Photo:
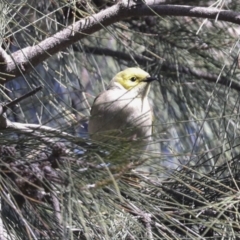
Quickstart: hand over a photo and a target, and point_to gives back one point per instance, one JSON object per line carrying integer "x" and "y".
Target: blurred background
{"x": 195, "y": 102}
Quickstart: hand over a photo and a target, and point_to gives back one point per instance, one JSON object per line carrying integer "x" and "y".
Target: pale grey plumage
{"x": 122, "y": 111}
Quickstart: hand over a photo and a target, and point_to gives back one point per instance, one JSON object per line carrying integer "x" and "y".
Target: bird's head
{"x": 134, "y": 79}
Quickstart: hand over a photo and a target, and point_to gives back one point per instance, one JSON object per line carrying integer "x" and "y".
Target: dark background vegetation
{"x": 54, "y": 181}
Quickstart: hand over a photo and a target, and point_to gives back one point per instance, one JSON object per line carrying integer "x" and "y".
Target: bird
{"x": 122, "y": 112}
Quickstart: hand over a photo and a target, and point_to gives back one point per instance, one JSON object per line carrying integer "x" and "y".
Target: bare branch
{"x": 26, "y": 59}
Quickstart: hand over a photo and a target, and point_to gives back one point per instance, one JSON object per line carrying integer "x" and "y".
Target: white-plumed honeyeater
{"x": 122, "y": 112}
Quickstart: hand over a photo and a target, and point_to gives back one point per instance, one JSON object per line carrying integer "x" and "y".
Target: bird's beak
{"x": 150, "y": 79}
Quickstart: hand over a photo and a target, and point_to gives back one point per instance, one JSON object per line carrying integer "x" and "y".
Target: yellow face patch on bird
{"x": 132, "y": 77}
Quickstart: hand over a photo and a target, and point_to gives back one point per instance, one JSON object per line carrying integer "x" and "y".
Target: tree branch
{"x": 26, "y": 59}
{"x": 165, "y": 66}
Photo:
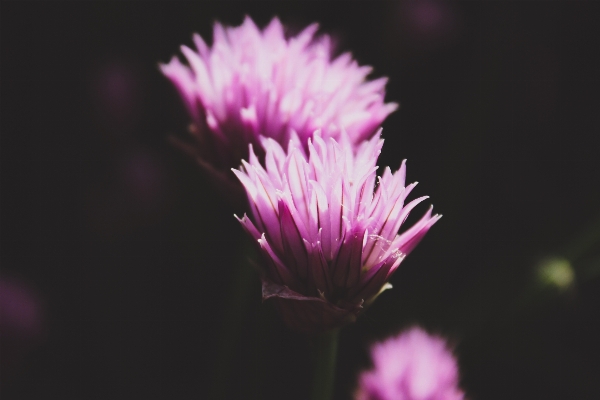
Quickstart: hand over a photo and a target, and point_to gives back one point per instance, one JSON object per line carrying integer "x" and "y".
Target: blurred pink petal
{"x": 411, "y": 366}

• • • • •

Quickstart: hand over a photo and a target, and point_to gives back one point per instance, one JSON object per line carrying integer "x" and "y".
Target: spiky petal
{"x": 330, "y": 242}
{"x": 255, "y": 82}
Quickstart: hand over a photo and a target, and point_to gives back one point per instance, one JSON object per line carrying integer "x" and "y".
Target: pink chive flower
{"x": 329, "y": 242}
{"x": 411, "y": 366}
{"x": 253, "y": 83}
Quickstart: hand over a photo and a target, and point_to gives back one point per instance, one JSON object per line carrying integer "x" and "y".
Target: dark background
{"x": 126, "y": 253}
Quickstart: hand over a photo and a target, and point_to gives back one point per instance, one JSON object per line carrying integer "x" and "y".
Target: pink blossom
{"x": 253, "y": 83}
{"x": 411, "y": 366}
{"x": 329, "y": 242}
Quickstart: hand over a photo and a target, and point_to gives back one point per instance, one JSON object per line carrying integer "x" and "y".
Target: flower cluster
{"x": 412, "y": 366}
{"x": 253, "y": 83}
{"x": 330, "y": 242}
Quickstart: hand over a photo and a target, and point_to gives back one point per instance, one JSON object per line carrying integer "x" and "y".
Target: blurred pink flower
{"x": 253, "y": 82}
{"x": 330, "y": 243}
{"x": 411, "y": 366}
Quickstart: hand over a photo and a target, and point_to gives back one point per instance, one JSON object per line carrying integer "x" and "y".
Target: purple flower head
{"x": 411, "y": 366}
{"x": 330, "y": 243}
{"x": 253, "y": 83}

• • • • •

[REQUEST] Please collect each line from the data above that contains the word "background", copying each one unchanged.

[ANSWER TO THE PROBLEM]
Target: blurred background
Target: dark background vegetation
Target: dark background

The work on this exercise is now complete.